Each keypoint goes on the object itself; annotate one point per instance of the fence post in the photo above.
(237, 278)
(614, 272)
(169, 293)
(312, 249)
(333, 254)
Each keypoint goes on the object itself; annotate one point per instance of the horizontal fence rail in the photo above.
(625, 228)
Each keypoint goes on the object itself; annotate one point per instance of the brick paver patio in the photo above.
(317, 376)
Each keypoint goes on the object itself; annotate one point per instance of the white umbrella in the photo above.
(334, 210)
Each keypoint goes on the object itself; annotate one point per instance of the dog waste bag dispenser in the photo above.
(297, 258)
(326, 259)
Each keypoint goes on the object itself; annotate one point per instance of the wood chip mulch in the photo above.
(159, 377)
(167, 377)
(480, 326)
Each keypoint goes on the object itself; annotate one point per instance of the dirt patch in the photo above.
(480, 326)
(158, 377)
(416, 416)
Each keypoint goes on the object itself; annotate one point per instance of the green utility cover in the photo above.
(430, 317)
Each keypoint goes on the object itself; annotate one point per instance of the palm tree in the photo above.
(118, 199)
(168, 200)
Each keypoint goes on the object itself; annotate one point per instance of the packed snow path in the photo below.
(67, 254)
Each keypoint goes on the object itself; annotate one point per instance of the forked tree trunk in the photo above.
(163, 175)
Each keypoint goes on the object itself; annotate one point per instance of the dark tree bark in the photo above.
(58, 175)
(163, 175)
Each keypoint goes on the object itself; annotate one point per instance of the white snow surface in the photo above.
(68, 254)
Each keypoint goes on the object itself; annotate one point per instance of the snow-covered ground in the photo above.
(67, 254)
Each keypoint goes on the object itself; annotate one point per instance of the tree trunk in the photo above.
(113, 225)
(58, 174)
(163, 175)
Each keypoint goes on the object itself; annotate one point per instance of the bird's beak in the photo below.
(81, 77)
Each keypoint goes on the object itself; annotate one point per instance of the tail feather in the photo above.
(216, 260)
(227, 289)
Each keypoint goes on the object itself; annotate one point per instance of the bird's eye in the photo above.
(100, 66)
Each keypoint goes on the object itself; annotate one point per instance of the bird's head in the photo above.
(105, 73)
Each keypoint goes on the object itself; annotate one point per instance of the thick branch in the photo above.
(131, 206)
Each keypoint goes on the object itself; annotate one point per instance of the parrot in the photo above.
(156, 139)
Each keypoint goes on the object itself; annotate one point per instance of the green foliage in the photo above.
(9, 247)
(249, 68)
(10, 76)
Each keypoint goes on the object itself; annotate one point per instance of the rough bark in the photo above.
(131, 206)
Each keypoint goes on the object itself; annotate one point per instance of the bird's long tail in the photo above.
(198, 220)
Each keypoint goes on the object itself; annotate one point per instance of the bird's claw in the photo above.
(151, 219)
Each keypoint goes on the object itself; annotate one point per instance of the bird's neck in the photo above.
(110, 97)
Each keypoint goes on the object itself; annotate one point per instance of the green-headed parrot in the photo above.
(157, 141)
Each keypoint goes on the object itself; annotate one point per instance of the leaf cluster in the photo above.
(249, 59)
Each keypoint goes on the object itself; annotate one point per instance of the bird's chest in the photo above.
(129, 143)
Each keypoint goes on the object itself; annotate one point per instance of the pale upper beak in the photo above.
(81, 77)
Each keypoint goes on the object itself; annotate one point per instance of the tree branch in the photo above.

» What is being asked: Express the rows as a JSON list of strings, one string per line with blank lines omitted, starting with the line containing "tail in the photo above." and continuing through the end of the rows.

» Answer:
[
  "Each keypoint goes on the object itself; annotate one point per instance of the bird's long tail in the photo above.",
  "(198, 220)",
  "Each keypoint goes on the object itself; annotate one point per instance of the bird's claw in the photo above.",
  "(151, 219)",
  "Each keypoint goes on the object itself; annotate one point per instance of the bird's neck in the photo above.",
  "(110, 97)",
  "Each keypoint goes on the object itself; annotate one point per instance of the green-headed parrot in the photo above.",
  "(157, 141)",
  "Each keypoint goes on the object itself; annotate one point per instance of the leaf cluster in the photo above.",
  "(249, 59)",
  "Each keypoint goes on the object itself; annotate one point per instance of the bird's chest in the photo above.",
  "(129, 143)",
  "Each keypoint goes on the object itself; annotate one point per instance of the pale upper beak in the photo above.",
  "(81, 77)",
  "Each keypoint goes on the object itself; annotate one point per instance of the tree branch in the photo above."
]